Of roleplaying, writing and failures of motivation.

It’s slowly starting to get cold again. NaNoWriMo is approaching. The Group¹ will be starting another game shortly, based around a Star Wars homage to Firefly.

NaNoWriMo has consistently served to remind me that writing 50,000 words is an achievable goal in a month’s time. It also reminds me that I’m a slacker, because I write words all fucking day, but haven’t done so in a way that produces results. Last year’s event was a complete non-issue for me, but last year was spent in the throes of relationship woes, so *all* writing was a non-issue at the time. This year, I’m going to give it an honest shot. Success is a great way to get the stink off of things.

The problem? No fucking clue what I’d write about. None whatsoever. I normally have a shitload of ideas and a lack of motivation. It’s quite possibly the opposite this year, though laziness is a constant X-factor.

The game will likely help. I’m good with tabletop games, because most of the world has already been built, and there is generally a path that has been laid to follow. When it comes to characterization, I generally do pretty okay in creating a compelling meatbag, and allowing their virtual psyche to run amok in the sandbox.

━━━━━━━━━━━━━━━━━━━━━━━━━━━━━━

Set problem — Pick up the piece on roleplaying, writing and motivation right after its last sentence, and keep going in the same first-person voice.

Recorded information —
━━━━━━━━━━━━━━━━━━━━━━━━━━━━━━

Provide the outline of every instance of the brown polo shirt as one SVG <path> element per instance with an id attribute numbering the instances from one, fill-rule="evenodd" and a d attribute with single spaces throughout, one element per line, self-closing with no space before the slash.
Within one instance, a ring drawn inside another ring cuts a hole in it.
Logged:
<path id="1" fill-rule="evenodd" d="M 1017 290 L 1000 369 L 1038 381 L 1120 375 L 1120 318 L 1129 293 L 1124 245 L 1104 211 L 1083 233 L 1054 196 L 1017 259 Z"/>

━━━━━━━━━━━━━━━━━━━━━━━━━━━━━━

Response —
Self-propelled projects are a different story. I was once able to churn out words like fucking kudzu, generating stories that were huge, despite being pure crap. As I’ve gotten older, my characterization and storytelling abilities have started to mature, seemingly at the expense of my formerly bottomless drive to produce. This has put me in a position where I tend to shine when playing in someone else’s world, but pound my head on the desk repeatedly when it comes to writing out my own stories.

The older I get, the more comfortable I am with the hypothesis that I work much better as part of a team. Honestly, I think NaNoWriMo is going to be my last hurrah for personal storytelling; I really just want to be able to say that I fucking did it, with the added benefit of having forced myself to get used to writing every single day for a month. Producing a Great Work of my own seems of little importance these days; right now, I really just want to be a productive part of something.

In order to properly embrace that, however, I really fucking need to stop dropping projects. The laziness is powerful in me, and I suspect that it’s a product of both ADHD and Depression, both of which have gone untreated my entire adult life. Creative bursts of inspiration are no longer enough to put me in front of the keys; fuck, they’re barely enough to get me to pull Notepad up and document the base idea of the inspiration, and even then, it’s 50/50.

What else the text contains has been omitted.